Produce a word-for-word restatement of the lines from the line with "bloom in the photo above." to the end of the listing below, inclusive.

------------------------------------------------------------------------

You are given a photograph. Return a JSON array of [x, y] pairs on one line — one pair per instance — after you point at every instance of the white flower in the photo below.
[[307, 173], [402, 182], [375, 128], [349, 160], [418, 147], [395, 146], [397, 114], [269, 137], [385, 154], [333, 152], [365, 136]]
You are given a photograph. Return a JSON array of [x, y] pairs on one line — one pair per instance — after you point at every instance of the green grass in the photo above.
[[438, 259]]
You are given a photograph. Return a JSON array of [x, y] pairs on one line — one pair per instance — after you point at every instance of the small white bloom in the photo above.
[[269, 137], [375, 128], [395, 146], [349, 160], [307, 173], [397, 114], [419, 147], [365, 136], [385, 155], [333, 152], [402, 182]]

------------------------------------------------------------------------

SOLUTION TO THIS PROBLEM:
You are given a photograph. Return a JSON array of [x, y] pairs on one line — one pair per instance — after you point at every instance of the small white bloom in the photo above.
[[269, 137], [375, 128], [395, 146], [349, 160], [307, 173], [397, 114], [419, 147], [365, 136], [385, 155], [333, 152], [402, 182]]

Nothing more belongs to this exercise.